▶ **INPUT**:
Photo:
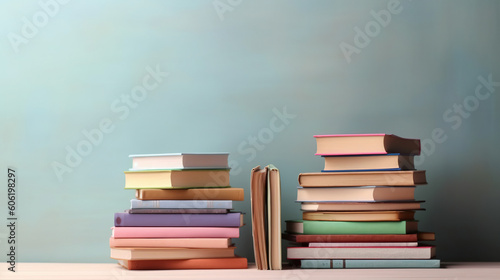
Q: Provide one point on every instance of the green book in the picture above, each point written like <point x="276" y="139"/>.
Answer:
<point x="335" y="227"/>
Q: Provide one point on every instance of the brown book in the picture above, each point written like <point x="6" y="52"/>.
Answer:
<point x="307" y="238"/>
<point x="209" y="263"/>
<point x="359" y="216"/>
<point x="352" y="144"/>
<point x="165" y="179"/>
<point x="236" y="194"/>
<point x="367" y="193"/>
<point x="368" y="178"/>
<point x="361" y="206"/>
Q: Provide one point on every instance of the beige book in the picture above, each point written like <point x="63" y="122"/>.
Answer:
<point x="367" y="178"/>
<point x="361" y="206"/>
<point x="236" y="194"/>
<point x="164" y="179"/>
<point x="359" y="216"/>
<point x="367" y="193"/>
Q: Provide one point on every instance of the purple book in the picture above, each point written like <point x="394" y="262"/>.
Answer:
<point x="232" y="219"/>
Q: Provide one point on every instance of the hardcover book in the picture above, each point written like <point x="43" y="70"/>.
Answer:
<point x="180" y="161"/>
<point x="336" y="263"/>
<point x="212" y="193"/>
<point x="362" y="206"/>
<point x="345" y="179"/>
<point x="170" y="253"/>
<point x="170" y="242"/>
<point x="352" y="144"/>
<point x="334" y="227"/>
<point x="207" y="263"/>
<point x="362" y="244"/>
<point x="362" y="253"/>
<point x="164" y="179"/>
<point x="364" y="193"/>
<point x="175" y="232"/>
<point x="177" y="211"/>
<point x="266" y="217"/>
<point x="178" y="220"/>
<point x="359" y="216"/>
<point x="135" y="203"/>
<point x="368" y="162"/>
<point x="308" y="238"/>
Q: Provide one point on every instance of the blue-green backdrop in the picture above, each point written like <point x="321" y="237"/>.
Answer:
<point x="86" y="83"/>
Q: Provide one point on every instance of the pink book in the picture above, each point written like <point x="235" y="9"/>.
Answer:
<point x="170" y="242"/>
<point x="175" y="232"/>
<point x="365" y="144"/>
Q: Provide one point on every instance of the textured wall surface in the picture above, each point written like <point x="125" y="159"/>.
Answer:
<point x="86" y="83"/>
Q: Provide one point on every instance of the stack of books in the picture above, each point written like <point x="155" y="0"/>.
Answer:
<point x="180" y="218"/>
<point x="359" y="212"/>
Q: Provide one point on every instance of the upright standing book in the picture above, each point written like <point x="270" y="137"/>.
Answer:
<point x="266" y="216"/>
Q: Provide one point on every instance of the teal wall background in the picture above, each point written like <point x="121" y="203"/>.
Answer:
<point x="233" y="67"/>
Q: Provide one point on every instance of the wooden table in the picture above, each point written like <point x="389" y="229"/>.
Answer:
<point x="108" y="271"/>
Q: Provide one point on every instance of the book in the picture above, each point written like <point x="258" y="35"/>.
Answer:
<point x="362" y="206"/>
<point x="177" y="211"/>
<point x="213" y="193"/>
<point x="334" y="227"/>
<point x="178" y="220"/>
<point x="258" y="179"/>
<point x="362" y="244"/>
<point x="368" y="162"/>
<point x="352" y="144"/>
<point x="265" y="192"/>
<point x="308" y="238"/>
<point x="345" y="179"/>
<point x="359" y="216"/>
<point x="274" y="217"/>
<point x="175" y="232"/>
<point x="170" y="242"/>
<point x="180" y="161"/>
<point x="170" y="253"/>
<point x="364" y="193"/>
<point x="164" y="179"/>
<point x="402" y="263"/>
<point x="136" y="203"/>
<point x="420" y="252"/>
<point x="426" y="236"/>
<point x="208" y="263"/>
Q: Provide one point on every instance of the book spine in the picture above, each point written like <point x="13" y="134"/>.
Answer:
<point x="335" y="263"/>
<point x="135" y="203"/>
<point x="175" y="232"/>
<point x="212" y="263"/>
<point x="431" y="263"/>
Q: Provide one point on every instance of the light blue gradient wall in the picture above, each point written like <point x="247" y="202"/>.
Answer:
<point x="226" y="76"/>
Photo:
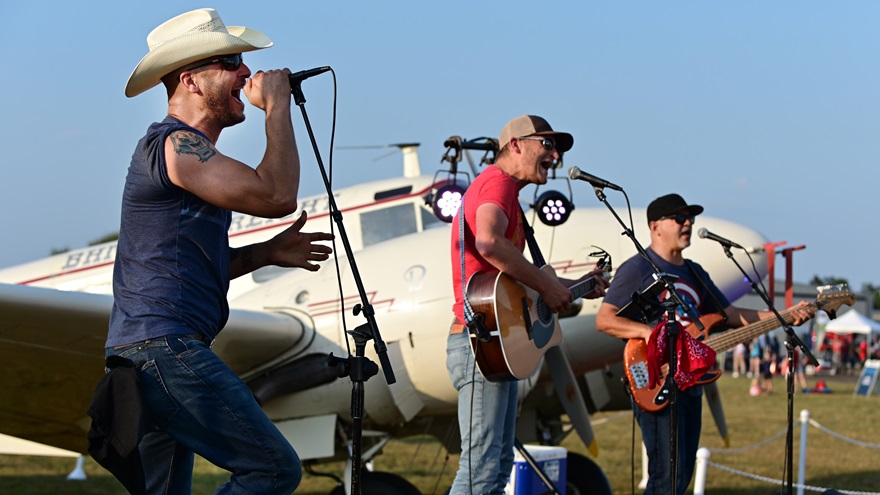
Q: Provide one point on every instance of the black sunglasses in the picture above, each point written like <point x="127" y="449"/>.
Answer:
<point x="680" y="218"/>
<point x="547" y="143"/>
<point x="230" y="62"/>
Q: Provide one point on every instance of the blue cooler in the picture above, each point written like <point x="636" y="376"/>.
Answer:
<point x="525" y="481"/>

▶ **EXERCISE REQUIREMENTS**: Rewrite the part of the records above that opens with the line containing "Q: Provide one point on every instance of the blue cooler" and runs through the end of the records, keeping every line, requests included. Raise each x and y coordinate in the answers by 95, and leave the requests and their format samples unchanged.

▶ **EXPECTED ANSWER**:
Q: Provide one point on every instance of the blue cooler in the picture above, each point written like <point x="636" y="376"/>.
Answer:
<point x="620" y="576"/>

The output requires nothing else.